[Stored items]
□ □ □ □ □

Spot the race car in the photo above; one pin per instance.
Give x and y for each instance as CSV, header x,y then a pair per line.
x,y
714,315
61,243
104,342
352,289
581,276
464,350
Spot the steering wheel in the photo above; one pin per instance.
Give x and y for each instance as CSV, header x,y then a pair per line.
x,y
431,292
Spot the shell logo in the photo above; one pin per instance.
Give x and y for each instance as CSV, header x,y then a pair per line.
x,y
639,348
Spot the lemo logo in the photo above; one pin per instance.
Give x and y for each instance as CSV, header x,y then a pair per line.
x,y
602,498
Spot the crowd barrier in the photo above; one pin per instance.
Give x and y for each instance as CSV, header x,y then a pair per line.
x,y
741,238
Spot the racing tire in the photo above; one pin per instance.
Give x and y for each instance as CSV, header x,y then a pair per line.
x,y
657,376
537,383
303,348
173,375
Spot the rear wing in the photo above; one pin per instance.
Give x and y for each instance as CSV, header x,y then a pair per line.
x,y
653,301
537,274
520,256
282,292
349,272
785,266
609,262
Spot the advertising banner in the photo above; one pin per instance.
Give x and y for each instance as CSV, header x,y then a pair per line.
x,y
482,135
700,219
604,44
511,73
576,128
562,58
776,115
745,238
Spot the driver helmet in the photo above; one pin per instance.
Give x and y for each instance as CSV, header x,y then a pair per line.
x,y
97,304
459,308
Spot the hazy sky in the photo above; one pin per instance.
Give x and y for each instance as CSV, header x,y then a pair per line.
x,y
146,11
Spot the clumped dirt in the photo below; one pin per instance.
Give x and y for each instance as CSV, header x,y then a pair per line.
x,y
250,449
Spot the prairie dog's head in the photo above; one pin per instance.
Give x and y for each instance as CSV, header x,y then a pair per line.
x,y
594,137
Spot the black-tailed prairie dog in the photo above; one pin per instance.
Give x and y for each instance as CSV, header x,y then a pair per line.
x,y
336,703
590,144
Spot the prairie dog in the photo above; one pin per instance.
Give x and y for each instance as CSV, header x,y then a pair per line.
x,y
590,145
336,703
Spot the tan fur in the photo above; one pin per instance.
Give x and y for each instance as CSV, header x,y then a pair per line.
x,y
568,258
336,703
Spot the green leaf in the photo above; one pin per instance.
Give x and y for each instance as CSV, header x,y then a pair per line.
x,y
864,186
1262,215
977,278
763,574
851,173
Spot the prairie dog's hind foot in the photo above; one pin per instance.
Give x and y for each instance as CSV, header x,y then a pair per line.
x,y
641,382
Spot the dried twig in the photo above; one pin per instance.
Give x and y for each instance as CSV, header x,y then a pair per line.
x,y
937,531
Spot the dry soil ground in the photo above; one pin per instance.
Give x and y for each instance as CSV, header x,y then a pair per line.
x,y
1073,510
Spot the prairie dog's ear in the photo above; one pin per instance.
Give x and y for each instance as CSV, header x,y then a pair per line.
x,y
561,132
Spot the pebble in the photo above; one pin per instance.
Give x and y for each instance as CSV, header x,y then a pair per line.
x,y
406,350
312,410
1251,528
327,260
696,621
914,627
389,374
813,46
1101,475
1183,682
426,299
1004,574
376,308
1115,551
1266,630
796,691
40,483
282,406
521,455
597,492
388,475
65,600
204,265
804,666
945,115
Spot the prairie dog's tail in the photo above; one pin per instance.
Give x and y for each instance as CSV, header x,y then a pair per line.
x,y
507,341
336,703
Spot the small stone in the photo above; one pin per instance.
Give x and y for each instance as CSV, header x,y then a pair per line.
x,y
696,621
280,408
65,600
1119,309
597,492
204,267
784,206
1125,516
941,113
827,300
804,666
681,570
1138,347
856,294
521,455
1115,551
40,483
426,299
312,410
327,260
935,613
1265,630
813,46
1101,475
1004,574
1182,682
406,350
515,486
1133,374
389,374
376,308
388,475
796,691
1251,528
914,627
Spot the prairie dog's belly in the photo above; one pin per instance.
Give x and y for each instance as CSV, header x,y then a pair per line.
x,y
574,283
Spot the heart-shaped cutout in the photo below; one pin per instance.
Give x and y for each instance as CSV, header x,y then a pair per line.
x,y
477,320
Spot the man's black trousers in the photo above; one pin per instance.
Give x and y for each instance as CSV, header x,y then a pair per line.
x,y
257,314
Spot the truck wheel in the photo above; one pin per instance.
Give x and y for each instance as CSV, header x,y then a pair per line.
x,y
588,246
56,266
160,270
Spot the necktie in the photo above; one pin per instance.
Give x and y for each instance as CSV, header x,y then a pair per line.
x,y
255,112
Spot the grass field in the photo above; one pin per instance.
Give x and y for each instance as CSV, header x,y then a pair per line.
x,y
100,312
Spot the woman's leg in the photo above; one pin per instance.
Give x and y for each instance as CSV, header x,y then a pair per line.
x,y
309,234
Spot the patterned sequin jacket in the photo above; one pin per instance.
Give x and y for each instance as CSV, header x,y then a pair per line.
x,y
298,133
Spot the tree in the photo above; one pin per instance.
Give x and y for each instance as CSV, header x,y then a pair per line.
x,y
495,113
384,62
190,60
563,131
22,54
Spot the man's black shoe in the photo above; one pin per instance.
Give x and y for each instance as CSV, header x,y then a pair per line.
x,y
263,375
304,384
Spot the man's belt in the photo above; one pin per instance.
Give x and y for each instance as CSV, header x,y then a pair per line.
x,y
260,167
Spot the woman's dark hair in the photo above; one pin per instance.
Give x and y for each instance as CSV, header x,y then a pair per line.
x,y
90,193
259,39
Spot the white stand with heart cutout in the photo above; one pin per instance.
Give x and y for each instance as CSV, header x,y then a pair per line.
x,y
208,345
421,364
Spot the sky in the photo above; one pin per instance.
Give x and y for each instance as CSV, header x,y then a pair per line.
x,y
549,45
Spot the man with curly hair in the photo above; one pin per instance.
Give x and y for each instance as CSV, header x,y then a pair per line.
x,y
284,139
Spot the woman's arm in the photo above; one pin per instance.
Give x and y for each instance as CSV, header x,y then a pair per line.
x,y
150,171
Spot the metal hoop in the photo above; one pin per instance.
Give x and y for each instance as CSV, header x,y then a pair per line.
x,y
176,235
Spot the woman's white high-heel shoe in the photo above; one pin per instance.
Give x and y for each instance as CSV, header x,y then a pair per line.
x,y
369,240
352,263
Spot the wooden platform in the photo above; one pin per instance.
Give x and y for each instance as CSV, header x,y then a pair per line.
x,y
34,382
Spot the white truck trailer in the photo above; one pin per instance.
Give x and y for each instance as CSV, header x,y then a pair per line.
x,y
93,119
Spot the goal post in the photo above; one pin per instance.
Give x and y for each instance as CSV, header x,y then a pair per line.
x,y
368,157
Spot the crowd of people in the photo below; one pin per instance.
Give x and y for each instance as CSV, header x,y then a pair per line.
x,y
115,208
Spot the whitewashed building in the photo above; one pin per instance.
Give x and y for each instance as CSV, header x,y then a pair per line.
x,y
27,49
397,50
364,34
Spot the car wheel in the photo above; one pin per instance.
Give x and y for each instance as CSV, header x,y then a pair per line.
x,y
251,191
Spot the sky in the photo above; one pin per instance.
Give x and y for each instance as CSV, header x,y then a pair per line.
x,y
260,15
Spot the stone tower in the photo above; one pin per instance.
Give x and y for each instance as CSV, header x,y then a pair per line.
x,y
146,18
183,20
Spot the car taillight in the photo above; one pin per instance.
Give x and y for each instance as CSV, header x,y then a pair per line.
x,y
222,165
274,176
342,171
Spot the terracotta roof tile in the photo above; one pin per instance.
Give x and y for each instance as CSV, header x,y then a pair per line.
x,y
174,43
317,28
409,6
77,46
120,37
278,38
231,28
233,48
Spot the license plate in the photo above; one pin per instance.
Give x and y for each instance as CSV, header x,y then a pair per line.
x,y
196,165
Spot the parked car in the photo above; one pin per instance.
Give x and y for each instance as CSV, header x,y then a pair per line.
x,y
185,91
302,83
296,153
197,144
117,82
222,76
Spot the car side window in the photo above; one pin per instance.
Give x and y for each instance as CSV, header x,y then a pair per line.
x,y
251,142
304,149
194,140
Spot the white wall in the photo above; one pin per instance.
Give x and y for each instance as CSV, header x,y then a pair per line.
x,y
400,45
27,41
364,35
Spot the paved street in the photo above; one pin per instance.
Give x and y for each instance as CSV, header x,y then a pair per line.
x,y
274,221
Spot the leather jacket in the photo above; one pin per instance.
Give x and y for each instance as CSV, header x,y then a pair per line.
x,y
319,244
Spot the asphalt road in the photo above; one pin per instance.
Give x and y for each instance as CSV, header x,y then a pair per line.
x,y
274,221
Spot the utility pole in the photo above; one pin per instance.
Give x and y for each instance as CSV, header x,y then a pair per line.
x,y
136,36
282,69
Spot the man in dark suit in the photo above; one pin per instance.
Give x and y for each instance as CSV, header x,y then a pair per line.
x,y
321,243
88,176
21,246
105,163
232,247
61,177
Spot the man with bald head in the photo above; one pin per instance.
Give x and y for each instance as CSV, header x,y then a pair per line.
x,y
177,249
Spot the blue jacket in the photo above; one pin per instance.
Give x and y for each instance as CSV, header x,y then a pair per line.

□ □ □ □ □

* _Exercise task_
Set down only these lines, exactly: the line containing "Spot the stone" and each line after it, through the end of the listing.

* _Solution to the exercise_
Spot the stone tower in the photo above; one pin per instance.
Give x and y for each instance as CSV, header x,y then a pair per line.
x,y
146,18
183,20
Spot the car taillight in the photo above; one pin per instance.
Give x and y for each instance as CSV, header x,y then a pair per line.
x,y
222,165
274,176
342,171
Spot the terracotta roof tile in the photo above; one pin per instance.
Give x and y for each instance as CSV, header x,y then a pair per line.
x,y
174,43
317,28
409,6
77,46
120,37
278,38
231,28
233,48
Spot the license plate in the photo above; one pin per instance.
Give x and y for each instance as CSV, header x,y then a pair per line.
x,y
196,165
Spot the parked car in the photo above; one pin per instance.
Give x and y for each instance as CSV, header x,y then a pair per line.
x,y
185,91
302,83
296,153
197,144
117,82
222,76
Spot the car side window in the photo above; one pin per instance.
Give x and y for each instance as CSV, header x,y then a pair per line.
x,y
251,142
304,149
194,140
Spot the white wall in the photo above; one pin per instance.
Give x and y for each instance as CSV, header x,y then a pair per line.
x,y
400,45
27,41
364,35
Spot the paved street in the photo above; one pin per instance.
Give x and y for each instance as CSV, header x,y then a pair per line.
x,y
274,221
Spot the leather jacket in the photo above; one pin per instance.
Give x and y for each instance as CSV, header x,y then a pair per line.
x,y
319,244
Spot the asphalt road in the photo above; one pin per instance.
Give x and y for each instance as CSV, header x,y then a pair per line.
x,y
274,221
Spot the utility pole in the photo above; one pin per instance.
Give x and y for each instance as CSV, header x,y then a pair per line.
x,y
136,36
282,69
Spot the man in dark suit in the photo above; one pin per instance.
Give x and y for each instance as CSV, header x,y then a pair per line.
x,y
321,243
88,176
21,246
105,163
232,247
61,177
Spot the man with bald head in the photo above; one pin per instance.
Give x and y for each instance as CSV, header x,y then a pair per line.
x,y
177,249
Spot the blue jacket in the photo above; one pin per instance.
Give x and y for each instance as CSV, header x,y then a pair per line.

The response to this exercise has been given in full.